Exercise brief: Your answer must be a word-for-word copy of the listing below, minus its pictures.
###
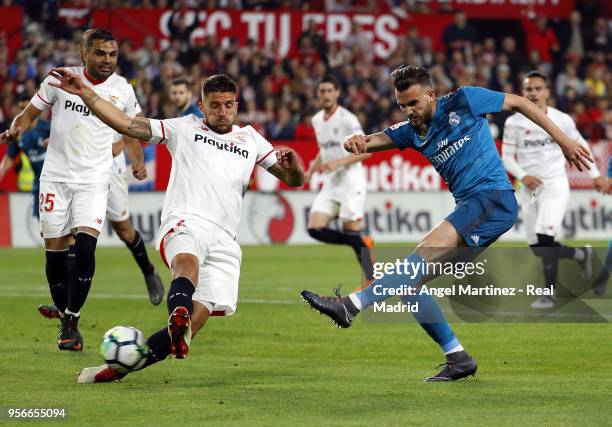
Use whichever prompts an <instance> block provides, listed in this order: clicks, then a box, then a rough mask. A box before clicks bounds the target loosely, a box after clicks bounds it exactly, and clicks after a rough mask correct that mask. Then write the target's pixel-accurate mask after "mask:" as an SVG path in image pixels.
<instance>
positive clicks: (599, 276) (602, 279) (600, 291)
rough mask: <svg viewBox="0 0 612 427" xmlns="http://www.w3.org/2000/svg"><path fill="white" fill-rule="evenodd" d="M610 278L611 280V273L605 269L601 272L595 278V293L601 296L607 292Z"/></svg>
mask: <svg viewBox="0 0 612 427" xmlns="http://www.w3.org/2000/svg"><path fill="white" fill-rule="evenodd" d="M608 280H610V273H608V272H607V271H606V270H605V269H604V270H603V271H602V272H601V273H599V277H598V278H597V279H595V282H593V292H594V293H595V295H597V296H601V295H603V294H604V293H605V292H606V288H607V287H608Z"/></svg>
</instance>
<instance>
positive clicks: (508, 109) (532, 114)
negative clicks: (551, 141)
###
Exercise output:
Use whichever prompts an <instance> block provides, listed in this order: clicks, then a box, then a rough mask. A box before clicks bounds the target loosely, a box after clicks bounds it exactly, and clicks after a rough mask correct that mask. Then write the target's pixel-accurate mask after "mask:" as an SVG path in image pixels.
<instance>
positive clicks: (599, 276) (602, 279) (600, 291)
rough mask: <svg viewBox="0 0 612 427" xmlns="http://www.w3.org/2000/svg"><path fill="white" fill-rule="evenodd" d="M610 278L611 280V273L605 269L601 272L595 278V293L601 296L607 292Z"/></svg>
mask: <svg viewBox="0 0 612 427" xmlns="http://www.w3.org/2000/svg"><path fill="white" fill-rule="evenodd" d="M608 280H610V273H608V272H607V271H606V270H605V269H604V270H603V271H602V272H601V273H599V277H598V278H597V279H595V282H593V292H594V293H595V295H597V296H601V295H603V294H604V293H605V292H606V288H607V287H608Z"/></svg>
</instance>
<instance>
positive clicks: (508, 109) (532, 114)
negative clicks: (551, 141)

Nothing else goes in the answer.